● OBJETIVO: ¿Qué gerundios aparecen en el texto sobre el origen del lenguaje? Enuméralos todos.

Los seres humanos hemos sido especialmente capaces de aprovechar esta capacidad de persuasión. Y lo hicimos economizando pronto los esfuerzos. Así lo plantea Dunbar, con su hipótesis del chismorreo para explicar el origen del lenguaje, planteando que podría haber evolucionado para facilitar la interacción social en grupos humanos, reemplazando a otros mecanismos como el acicalado entre primates. Resulta mucho más costoso en tiempo y en energía despiojar de forma altruista a mi semejante para trabar con él una alianza que pueda venirme bien en el futuro, que emplear mi lengua para proferir unos sonidos que convenzan a muchos más de los míos de la idoneidad o la verdad de mis ideas y deseos. Nuestro oído, de hecho, se especializó para escucharnos entre nosotros, porque eso nos resulta mucho más útil que escuchar directamente al depredador que nos acecha o a la presa sobre la que podríamos abalanzarnos.

(Registros de origen)

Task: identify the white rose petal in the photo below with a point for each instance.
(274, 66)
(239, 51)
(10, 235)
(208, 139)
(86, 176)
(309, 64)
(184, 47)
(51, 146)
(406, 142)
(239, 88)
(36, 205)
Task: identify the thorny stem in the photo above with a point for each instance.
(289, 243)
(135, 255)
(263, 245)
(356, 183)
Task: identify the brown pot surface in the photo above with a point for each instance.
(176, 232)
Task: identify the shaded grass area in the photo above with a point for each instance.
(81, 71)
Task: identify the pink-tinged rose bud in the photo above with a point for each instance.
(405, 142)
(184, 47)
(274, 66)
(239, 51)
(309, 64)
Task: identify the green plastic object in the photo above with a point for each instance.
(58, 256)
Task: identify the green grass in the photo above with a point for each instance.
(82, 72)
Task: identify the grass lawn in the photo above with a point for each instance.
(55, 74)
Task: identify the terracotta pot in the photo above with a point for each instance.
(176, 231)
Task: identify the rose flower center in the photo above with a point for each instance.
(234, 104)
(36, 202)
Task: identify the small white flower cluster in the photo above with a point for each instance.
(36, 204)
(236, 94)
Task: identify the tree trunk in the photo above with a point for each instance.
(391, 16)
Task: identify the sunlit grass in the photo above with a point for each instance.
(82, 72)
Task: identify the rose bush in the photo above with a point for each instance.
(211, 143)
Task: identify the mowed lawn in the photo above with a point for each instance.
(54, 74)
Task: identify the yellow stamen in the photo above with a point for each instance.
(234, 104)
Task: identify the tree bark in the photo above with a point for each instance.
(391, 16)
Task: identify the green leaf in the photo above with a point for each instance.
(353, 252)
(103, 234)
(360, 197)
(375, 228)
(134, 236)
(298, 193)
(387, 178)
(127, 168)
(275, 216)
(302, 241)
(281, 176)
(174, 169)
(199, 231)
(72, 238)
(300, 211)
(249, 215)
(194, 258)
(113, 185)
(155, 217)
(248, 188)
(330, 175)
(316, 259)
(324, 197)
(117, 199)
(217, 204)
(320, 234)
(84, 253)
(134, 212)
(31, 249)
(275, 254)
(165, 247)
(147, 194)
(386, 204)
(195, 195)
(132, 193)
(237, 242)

● RESPUESTA: economizando, planteando, reemplazando